Teks Bacaan:
↓
Gus Baha Penjaga Khazanah Intelektual Islam, Aset Nahdlatul Ulama di Masa Depan: Manusia Al Quran

Gus Baha Penjaga Khazanah Intelektual Islam, Aset Nahdlatul Ulama di Masa Depan: Manusia Al Quran
Gus Baha
banner 400x400
KH Ahmad Bahauddin Nursalim atau Gus Baha merupakan penjaga khazanah intelektual Islam, yang jadi aset Nahdlatul Ulama masa depan yang disebut juga sebagai manusia Al Quran .

Oleh: KH Imam Jazuli, Lc, MA*

Bacaan Lainnya
banner 400x400

Hajinews – Warga Nahdiyyin Indonesia sudah tidak asing dengan Gus Baha’, yang bernama lengkap KH Ahmad Bahauddin Nursalim, putra KH Nur Salim, pengasuh Pondok Pesantren Al Quran, Kragan, Narukan, Rembang, Jawa Tengah.

KH Nur Salim sendiri adalah teman akrab Gus Miek atau KH Hamim Jazuli, Ploso, Kediri, Jawa Timur.

Mereka berdua pendiri Jantiko-Mantab atau Dzikrul Ghafilin.

Kedekatan Kiai Nur Salim dan Gus Miek karena nasab ayahanda Gus Baha itu memang jalur ulama besar tanah Jawa.

Dari garis ibunya, Gus Baha adalah bagian dari keluarga besar ulama Lasem, Bani Mbah Abdurrahman Basyaiban atau Mbah Sambu.
↑
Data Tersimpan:
↓
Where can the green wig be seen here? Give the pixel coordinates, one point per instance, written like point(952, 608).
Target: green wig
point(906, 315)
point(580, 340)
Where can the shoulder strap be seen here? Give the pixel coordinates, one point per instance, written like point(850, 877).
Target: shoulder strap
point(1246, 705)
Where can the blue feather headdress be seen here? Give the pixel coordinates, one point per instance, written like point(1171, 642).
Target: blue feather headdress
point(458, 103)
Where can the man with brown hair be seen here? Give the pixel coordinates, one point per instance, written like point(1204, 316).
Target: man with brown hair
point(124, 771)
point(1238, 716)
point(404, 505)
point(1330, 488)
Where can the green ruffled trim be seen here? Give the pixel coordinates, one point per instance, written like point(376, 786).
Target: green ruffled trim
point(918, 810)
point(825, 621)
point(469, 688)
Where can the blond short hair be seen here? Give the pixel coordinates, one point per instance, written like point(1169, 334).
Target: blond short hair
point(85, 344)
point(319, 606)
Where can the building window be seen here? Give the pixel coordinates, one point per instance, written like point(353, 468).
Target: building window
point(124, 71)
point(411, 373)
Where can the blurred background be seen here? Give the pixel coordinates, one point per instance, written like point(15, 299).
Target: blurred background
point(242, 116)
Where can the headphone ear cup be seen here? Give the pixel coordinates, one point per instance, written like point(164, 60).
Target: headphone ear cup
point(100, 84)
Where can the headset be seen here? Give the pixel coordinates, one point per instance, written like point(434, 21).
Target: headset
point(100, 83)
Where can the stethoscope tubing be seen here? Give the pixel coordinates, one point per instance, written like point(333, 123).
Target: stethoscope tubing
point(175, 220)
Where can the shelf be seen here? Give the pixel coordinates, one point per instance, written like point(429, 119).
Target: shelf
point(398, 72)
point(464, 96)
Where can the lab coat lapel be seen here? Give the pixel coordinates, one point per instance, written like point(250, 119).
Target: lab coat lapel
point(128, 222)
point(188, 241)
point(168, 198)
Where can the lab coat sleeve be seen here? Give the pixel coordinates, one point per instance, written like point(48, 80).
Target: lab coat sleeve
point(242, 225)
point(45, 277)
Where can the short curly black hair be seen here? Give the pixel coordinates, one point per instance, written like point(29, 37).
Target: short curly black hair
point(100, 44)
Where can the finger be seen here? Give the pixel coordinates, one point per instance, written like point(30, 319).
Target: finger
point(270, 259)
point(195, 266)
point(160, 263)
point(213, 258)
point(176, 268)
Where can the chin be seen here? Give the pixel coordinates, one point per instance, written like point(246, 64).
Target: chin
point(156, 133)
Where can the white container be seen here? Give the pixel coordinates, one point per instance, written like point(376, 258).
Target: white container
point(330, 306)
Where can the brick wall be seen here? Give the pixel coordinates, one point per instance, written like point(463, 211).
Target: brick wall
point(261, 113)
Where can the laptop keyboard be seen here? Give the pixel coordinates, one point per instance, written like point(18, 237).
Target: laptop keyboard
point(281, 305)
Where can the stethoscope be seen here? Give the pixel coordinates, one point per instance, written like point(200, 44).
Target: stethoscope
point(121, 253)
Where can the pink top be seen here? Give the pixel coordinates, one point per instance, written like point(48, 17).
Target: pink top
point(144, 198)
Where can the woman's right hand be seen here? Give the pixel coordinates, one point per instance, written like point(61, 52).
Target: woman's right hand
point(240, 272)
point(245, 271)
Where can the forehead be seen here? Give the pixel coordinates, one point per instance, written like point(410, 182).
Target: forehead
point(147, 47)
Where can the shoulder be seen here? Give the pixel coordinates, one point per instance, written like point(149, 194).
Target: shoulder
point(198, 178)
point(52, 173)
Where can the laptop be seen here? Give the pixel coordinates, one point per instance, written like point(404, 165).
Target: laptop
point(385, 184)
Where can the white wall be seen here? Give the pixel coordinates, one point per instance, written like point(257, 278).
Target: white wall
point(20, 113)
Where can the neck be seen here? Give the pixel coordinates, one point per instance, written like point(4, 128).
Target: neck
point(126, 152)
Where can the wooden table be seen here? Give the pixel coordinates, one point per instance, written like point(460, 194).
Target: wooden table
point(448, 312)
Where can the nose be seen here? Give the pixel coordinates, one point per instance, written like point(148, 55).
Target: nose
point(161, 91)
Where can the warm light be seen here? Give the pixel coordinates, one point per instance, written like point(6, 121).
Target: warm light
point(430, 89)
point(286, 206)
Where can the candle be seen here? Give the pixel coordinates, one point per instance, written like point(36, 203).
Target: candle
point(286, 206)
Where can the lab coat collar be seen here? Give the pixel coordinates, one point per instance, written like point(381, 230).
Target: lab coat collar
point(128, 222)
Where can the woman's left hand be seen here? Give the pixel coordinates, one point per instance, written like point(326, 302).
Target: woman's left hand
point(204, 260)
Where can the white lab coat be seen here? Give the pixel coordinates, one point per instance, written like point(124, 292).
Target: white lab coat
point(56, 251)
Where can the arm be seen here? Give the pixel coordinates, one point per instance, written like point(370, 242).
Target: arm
↑
Daftar Tugas:
a) Susun sebagai daftar bernomor baris-baris pada data tersimpan, mulai dari baris yang memuat "Where can the woman's right" sampai baris yang memuat "point(385, 184)", tanpa baris kosong.
b) Lanjutkan teks tentang Gus Baha mulai dari bagian terakhir yang ditampilkan.
Teks tentang Gus Baha dan baris-baris data tersimpan diambil dari sumber yang berbeda.

Hasil Akhir:
a)
1. Where can the woman's right hand be seen here? Give the pixel coordinates, one point per instance, written like point(61, 52).
2. Target: woman's right hand
3. point(240, 272)
4. point(245, 271)
5. Where can the forehead be seen here? Give the pixel coordinates, one point per instance, written like point(410, 182).
6. Target: forehead
7. point(147, 47)
8. Where can the shoulder be seen here? Give the pixel coordinates, one point per instance, written like point(149, 194).
9. Target: shoulder
10. point(198, 178)
11. point(52, 173)
12. Where can the laptop be seen here? Give the pixel coordinates, one point per instance, written like point(404, 165).
13. Target: laptop
14. point(385, 184)

b)
Sedangkan menurut penuturan Kiai Said Aqiel Siradj (Ketua Umum PBNU), garis nasab Gus Baha bersambung pada Raja Tanah Jawa, Brawijaya V Raja terakhir Majapahit.

Selain keturunan raja dan ulama Jawa, Gus Baha juga terkenal sangat alim di bidang fikih, hadits, dan tafsir Al Quran.

Pria kelahiran 1970 ini sejak kecil sudah menghafal Al Quran di bawah bimbingan langsung ayahandanya, yang memiliki sanad kepada Kiai Arwani Kudus dan Kiai Abdullah Salam Pati.

Kefasihan dan makhorijul huruf membaca Al Quran menjadi titik tekan jalan sanad ini.

Baru setelah menginjak remaja, Kiai Nur Salim menitipkan Gus Baha kepada KH Maimoen Zubair alias Mbah Moen, pengasuh Pondok Pesantren Al Anwar, Sarang Rembang, Jawa Tengah.

Tahun 2003 atau ketika usia mencapai 33 tahun, Gus Baha mengembara ke Yogyakarta.

Beberapa musala di Bantul memiliki jamaah yang setia menyelenggarakan pengajian.

Kota pelajar itu mengagumi Gus Baha‘ karena keluasan ilmunya yang dibawa dari Pondok Pesantren Al Anwar.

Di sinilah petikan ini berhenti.